* **EXCERPTED TEXT**
====
The proceedings of the workmen’s compensation authorities, including- the referee’s, are now governed by the Administrative Agency Law, Act of April 28, 1978, P.L. 202, 2 Pa. C. S. §101 et seq. Among those requirements at 2 Pa. C. S. §506, is:

Briefs and Oral Argument
All parties shall be afforded opportunity to submit briefs prior to adjudication by a Commonwealth agency. Oral argument upon substantial issues may be heard by the agency.

A rule of administrative practice and procedure in matters before workmen’s compensation referees, at 34 Pa. Code §131.61, provides pertinently:

(a) The referee may require or the parties may submit proposed findings of fact, conclusions of law and legal briefs or memoranda to the referee for his review and consideration.
(b) All submissions referred to in subsection (a) must be made within the time set by the referee, but except in extraordinary cases, not later than 45 days, following the completion of the evidentiary portion of the case.

However, the statute and regulations say that the parties may file written support of their contentions prior to adjudication.
====
* **GIVEN RECORDS**
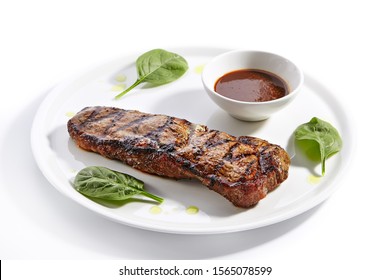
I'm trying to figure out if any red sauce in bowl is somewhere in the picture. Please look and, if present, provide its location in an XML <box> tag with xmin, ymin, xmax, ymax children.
<box><xmin>214</xmin><ymin>69</ymin><xmax>289</xmax><ymax>102</ymax></box>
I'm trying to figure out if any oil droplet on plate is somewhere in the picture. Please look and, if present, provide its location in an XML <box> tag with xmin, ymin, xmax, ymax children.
<box><xmin>149</xmin><ymin>206</ymin><xmax>162</xmax><ymax>215</ymax></box>
<box><xmin>307</xmin><ymin>174</ymin><xmax>322</xmax><ymax>185</ymax></box>
<box><xmin>186</xmin><ymin>206</ymin><xmax>199</xmax><ymax>215</ymax></box>
<box><xmin>65</xmin><ymin>112</ymin><xmax>76</xmax><ymax>118</ymax></box>
<box><xmin>194</xmin><ymin>64</ymin><xmax>204</xmax><ymax>74</ymax></box>
<box><xmin>115</xmin><ymin>74</ymin><xmax>127</xmax><ymax>83</ymax></box>
<box><xmin>111</xmin><ymin>84</ymin><xmax>126</xmax><ymax>91</ymax></box>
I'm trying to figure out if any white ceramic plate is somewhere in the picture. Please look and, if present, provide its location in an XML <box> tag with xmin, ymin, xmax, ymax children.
<box><xmin>31</xmin><ymin>48</ymin><xmax>352</xmax><ymax>234</ymax></box>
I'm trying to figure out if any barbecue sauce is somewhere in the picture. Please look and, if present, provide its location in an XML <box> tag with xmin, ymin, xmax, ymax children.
<box><xmin>214</xmin><ymin>69</ymin><xmax>289</xmax><ymax>102</ymax></box>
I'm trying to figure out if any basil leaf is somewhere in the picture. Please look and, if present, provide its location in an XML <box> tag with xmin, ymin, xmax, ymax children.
<box><xmin>115</xmin><ymin>49</ymin><xmax>188</xmax><ymax>99</ymax></box>
<box><xmin>294</xmin><ymin>117</ymin><xmax>343</xmax><ymax>176</ymax></box>
<box><xmin>74</xmin><ymin>166</ymin><xmax>164</xmax><ymax>203</ymax></box>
====
* **REQUIRED ACTIONS**
[1] Retype the workmen's compensation passage starting at "A rule of administrative" and ending at "review and consideration.".
[2] Write what comes next in the passage on workmen's compensation briefs, picking up after its final sentence.

* **ANSWERS**
[1]
A rule of administrative practice and procedure in matters before workmen’s compensation referees, at 34 Pa. Code §131.61, provides pertinently:

(a) The referee may require or the parties may submit proposed findings of fact, conclusions of law and legal briefs or memoranda to the referee for his review and consideration.

[2]
The employer complains that the referee’s action in handing down his order before the employer’s proposed findings of fact, conclusions and memorandum of law were filed, denied it the right to a full hearing in violation of the statute and regulations just cited. In Bengal v. State Board of Pharmacy, 2 Pa. Commonwealth Ct. 347, 279 A.2d 374 (1971), we set aside an order of an agency handed down before the appellant’s counsel had had an opportunity to file a brief. *478We emphasized there the requirement of Section 33 of the then Administrative Agency Law, Act of June 4, .1945, P.L. 1388, that all parties “be afforded opportunity to. submit briefs prior to adjudication” — a provision of statute now supplied by 2 Pa. C. S. §506. In Nelson v. Smith, 9 Pa. Commonwealth Ct. 172, 305 A.2d 790 (1973) we set aside a workmen’s compensation award and remanded where counsel requested and was granted permission by the Workmen’s" Compensation Appeal Board to file a brief five days after the receipt of his opponent’s brief but the board decided the case without the benefit of any briefs. In Duquesne Light Co. v. Workmen’s Compensation Appeal Board, 53 Pa. Commonwealth Ct. 92, 416 A.2d 651 (1980), we described the action of the referee making his decision before receiving the brief of a party who had requested and received leave to submit one, as being contrary to 2 Pa. C. S. §506.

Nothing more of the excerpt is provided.